Extrait à lire:
Documenter le monde

18 juin 2013.

Édito par Christian Rolland

 

Tout était déjà dans le poème de Baudelaire. Le titre, Étonnants Voyageurs, les "nobles histoires" et cette annonce du cinéma à naître : "Faites (...) passer sur nos esprits, tendus comme une toile, vos souvenirs avec leurs cadres d’horizon". Baudelaire avait créé l’écran, restait à l’animer.
1990 : quatre films, 1996 : cinquante productions, des inédits. Les critères de sélection ? Le plaisir du récit. Et, comme pour les livres, le souci d’images qui documenteront le monde. S’il fallait jouer avec le principe de Georges Perec, voici quelques morceaux choisis.
Je me souviens, pu public réclamant une deuxième projection du portrait de Nicolas Bouvier, par Patrice Plattner, et du Fleuve gelé d’Olivier Follmi. Je me souviens des mille personnes acclamant Thor Heyerdal et son Kon-Tiki. De l’ovation faite à Tim Severin pour Le voyage de Brendan. De lycéens chahuteurs très vite envoûtés par le film de Frédéric Fougea, Il danse avec ses cormorans. De La mémoire des Terres de Michel Viotte, dans laquelle le public reçut l’écho intime de la sienne. Et puis, je me souviens, d’avoir arraché de "l’ennui des prisons", celles d’un laboratoire et de la censure serbe, le long métrage inédit d’Aleksandar Petrovic, Migrations. Une salle enflammée promettait de se battre pour que le film vive. Quelques mois plus tard, Aleksandar mourrait. Puisse-t-il au-delà de son "cadre d’horizon" avoir de nouveau rencontré des tziganes heureux.

Données à traiter:
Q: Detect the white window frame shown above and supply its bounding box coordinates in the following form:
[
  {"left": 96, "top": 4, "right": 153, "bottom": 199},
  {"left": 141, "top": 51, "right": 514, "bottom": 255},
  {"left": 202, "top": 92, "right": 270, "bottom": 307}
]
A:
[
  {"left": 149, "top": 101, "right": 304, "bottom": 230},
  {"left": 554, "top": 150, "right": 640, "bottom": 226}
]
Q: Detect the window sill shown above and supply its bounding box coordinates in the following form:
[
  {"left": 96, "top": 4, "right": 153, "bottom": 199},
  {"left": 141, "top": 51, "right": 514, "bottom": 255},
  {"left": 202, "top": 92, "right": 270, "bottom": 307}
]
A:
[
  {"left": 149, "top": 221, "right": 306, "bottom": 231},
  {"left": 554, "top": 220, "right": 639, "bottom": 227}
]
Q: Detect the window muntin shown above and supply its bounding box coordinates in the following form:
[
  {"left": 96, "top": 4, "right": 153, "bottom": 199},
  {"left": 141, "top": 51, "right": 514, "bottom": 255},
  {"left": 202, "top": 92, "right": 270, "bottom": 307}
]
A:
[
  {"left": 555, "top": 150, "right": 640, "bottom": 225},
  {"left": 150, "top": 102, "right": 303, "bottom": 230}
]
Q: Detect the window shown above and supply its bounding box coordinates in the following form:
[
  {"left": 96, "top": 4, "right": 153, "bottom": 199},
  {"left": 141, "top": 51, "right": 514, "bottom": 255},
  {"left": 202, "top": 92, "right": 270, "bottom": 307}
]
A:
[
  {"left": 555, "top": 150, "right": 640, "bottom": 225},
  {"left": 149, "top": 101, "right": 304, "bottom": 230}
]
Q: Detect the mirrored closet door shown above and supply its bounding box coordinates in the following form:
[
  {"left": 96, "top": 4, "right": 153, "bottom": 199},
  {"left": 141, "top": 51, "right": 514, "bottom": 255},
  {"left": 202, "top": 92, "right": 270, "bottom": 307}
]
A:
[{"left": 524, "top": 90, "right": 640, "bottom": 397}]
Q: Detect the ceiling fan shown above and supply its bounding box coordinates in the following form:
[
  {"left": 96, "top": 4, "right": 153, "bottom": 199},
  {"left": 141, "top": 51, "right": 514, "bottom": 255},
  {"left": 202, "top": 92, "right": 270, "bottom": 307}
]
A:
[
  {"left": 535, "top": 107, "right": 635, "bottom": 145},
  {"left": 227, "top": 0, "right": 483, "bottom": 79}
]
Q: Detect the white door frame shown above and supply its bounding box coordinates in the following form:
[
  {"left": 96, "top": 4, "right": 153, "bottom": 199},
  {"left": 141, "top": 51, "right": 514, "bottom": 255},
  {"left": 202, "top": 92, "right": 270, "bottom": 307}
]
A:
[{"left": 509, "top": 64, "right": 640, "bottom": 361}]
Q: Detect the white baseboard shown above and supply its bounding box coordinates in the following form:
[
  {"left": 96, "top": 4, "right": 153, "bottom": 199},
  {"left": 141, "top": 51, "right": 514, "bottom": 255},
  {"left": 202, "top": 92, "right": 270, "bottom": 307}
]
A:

Tâches à réaliser:
(a) Transcrivez sans rien modifier les lignes du listing, en commençant par celle qui contient « Q: Detect the window shown » et en allant jusqu'à la toute fin du listing, les deux bornes comprises.
(b) Rédigez la suite de l'éditorial consacré aux films de voyage, à partir de sa dernière phrase.
L'éditorial consacré aux films de voyage n'a aucun rapport avec le listing.

Résultats obtenus:
(a)
Q: Detect the window shown above and supply its bounding box coordinates in the following form:
[
  {"left": 96, "top": 4, "right": 153, "bottom": 199},
  {"left": 141, "top": 51, "right": 514, "bottom": 255},
  {"left": 202, "top": 92, "right": 270, "bottom": 307}
]
A:
[
  {"left": 555, "top": 150, "right": 640, "bottom": 225},
  {"left": 149, "top": 101, "right": 304, "bottom": 230}
]
Q: Detect the mirrored closet door shown above and supply its bounding box coordinates in the following form:
[
  {"left": 96, "top": 4, "right": 153, "bottom": 199},
  {"left": 141, "top": 51, "right": 514, "bottom": 255},
  {"left": 202, "top": 92, "right": 270, "bottom": 307}
]
A:
[{"left": 524, "top": 90, "right": 640, "bottom": 397}]
Q: Detect the ceiling fan shown above and supply its bounding box coordinates in the following form:
[
  {"left": 96, "top": 4, "right": 153, "bottom": 199},
  {"left": 141, "top": 51, "right": 514, "bottom": 255},
  {"left": 202, "top": 92, "right": 270, "bottom": 307}
]
A:
[
  {"left": 535, "top": 107, "right": 635, "bottom": 145},
  {"left": 227, "top": 0, "right": 483, "bottom": 79}
]
Q: Detect the white door frame shown above and supply its bounding box coordinates in the following form:
[
  {"left": 96, "top": 4, "right": 153, "bottom": 199},
  {"left": 141, "top": 51, "right": 514, "bottom": 255},
  {"left": 202, "top": 92, "right": 270, "bottom": 307}
]
A:
[{"left": 509, "top": 64, "right": 640, "bottom": 361}]
Q: Detect the white baseboard shown above and supply its bounding box coordinates in the following form:
[
  {"left": 96, "top": 4, "right": 153, "bottom": 199},
  {"left": 141, "top": 51, "right": 514, "bottom": 255},
  {"left": 202, "top": 92, "right": 270, "bottom": 307}
]
A:

(b)
Etonnants Voyageurs, festival du livre et du documentaire. Parce que les films n’ont bien souvent qu’une vie. Sur petit écran. Ici, les réalisateurs rencontrent des auteurs. Rêvent ensemble une histoire. Qu’un public curieux, exigeant, verra "passer sur son esprit tendu comme une toile" l’année d’après. Cinéastes, dites, qu’avez-vous vu ?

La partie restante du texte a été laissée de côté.